*WAS BENÖTIGT WIRD*
Gib alle folgenden Einträge Zeile für Zeile wortgetreu wieder.

'''

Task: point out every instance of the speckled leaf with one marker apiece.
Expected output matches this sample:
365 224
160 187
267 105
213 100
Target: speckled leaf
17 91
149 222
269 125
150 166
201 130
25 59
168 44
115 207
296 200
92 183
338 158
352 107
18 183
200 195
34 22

'''

*AUSGABE*
Task: point out every instance of the speckled leaf with one marker apiece.
Expected output matches this sample:
365 224
160 187
267 105
213 100
Target: speckled leaf
17 91
149 222
269 125
150 166
201 130
25 59
168 44
115 207
296 200
92 183
338 158
352 107
18 183
200 195
34 22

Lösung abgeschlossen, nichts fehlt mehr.